* _Задания_
(1) Перепишите из текста о Хайяме отрывок, начиная со слов «Насколько выше —» и заканчивая словами «разбираются в метафизике.».
(2) Перечислите все хорошие вещи, которые, согласно тексту о Хайяме, славили люди в старой застольной песне.
(3) В чем, согласно тексту о Хайяме, один ученый обвинил поэта?

* _Исходный текст_
━━━━━━━━

Плохо не то, что Хайям воспевает вино, — плохо то, что он воспевает наркотические свойства вина. Он призывает пить с горя. Для него опьянение закрывает, а не открывает мир. Он пьет не поэтически, то есть не весело и не бездумно. Он пьет разумно, а это ничуть не поэтичней банковской сделки и ничуть не приятнее слабительного.

Насколько выше — по чувству, не по стилю — старая застольная песня:

По кругу пустим чашу мы, Пусть льется сидр рекою.

Ее пели счастливые люди, славя поистине хорошие вещи — душевную беседу и братство, и короткий досуг бедняков. Конечно, почти все высоконравственные нападки на Хайяма наивны и неверны, как всегда. Один ученый, к примеру, был так глуп, что обвинил его в атеизме и материализме. И то, и другое почти немыслимо для восточного человека — на Востоке слишком хорошо разбираются в метафизике.

На самом же деле христианин, читающий Хайяма, скажет, что он отводит не мало, а слишком много места Богу. Омар Хайям исповедует тот страшный теизм, чьи адепты не могут представить ничего, кроме Бога, и не знают ни человеческой личности, ни человеческой воли.

━━━━━━━━

* _Записи набора данных_

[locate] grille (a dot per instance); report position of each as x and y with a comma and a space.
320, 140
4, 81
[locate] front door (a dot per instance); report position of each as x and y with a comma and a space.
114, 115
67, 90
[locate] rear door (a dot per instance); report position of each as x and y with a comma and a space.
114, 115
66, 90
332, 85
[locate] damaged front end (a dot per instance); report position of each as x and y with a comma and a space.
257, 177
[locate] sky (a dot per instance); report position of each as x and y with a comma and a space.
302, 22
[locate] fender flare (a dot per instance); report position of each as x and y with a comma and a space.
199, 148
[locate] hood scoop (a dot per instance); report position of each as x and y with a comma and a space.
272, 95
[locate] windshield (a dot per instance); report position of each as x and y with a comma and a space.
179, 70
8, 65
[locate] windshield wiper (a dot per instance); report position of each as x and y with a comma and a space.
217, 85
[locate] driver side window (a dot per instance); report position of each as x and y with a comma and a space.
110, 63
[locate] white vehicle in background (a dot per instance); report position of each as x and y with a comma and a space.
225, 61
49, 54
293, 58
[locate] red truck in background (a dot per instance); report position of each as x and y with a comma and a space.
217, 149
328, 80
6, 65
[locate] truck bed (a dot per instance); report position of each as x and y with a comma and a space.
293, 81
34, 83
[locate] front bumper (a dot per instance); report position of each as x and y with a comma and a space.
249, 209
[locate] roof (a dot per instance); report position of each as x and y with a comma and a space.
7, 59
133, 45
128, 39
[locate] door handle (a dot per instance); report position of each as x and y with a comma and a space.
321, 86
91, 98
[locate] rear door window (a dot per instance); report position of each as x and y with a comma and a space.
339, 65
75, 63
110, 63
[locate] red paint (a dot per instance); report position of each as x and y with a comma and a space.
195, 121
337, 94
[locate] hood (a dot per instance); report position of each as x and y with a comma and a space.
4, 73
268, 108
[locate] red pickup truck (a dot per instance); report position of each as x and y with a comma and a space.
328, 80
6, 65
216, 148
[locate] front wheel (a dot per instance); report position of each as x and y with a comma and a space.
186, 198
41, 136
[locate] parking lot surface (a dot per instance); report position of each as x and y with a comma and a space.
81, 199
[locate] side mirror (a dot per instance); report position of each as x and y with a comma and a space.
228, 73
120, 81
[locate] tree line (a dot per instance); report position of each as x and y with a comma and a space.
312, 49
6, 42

━━━━━━━━

* _Ответы к заданиям_
(1)
Насколько выше — по чувству, не по стилю — старая застольная песня:

По кругу пустим чашу мы, Пусть льется сидр рекою.

Ее пели счастливые люди, славя поистине хорошие вещи — душевную беседу и братство, и короткий досуг бедняков. Конечно, почти все высоконравственные нападки на Хайяма наивны и неверны, как всегда. Один ученый, к примеру, был так глуп, что обвинил его в атеизме и материализме. И то, и другое почти немыслимо для восточного человека — на Востоке слишком хорошо разбираются в метафизике.

(2) Душевная беседа, братство и короткий досуг бедняков.

(3) В атеизме и материализме.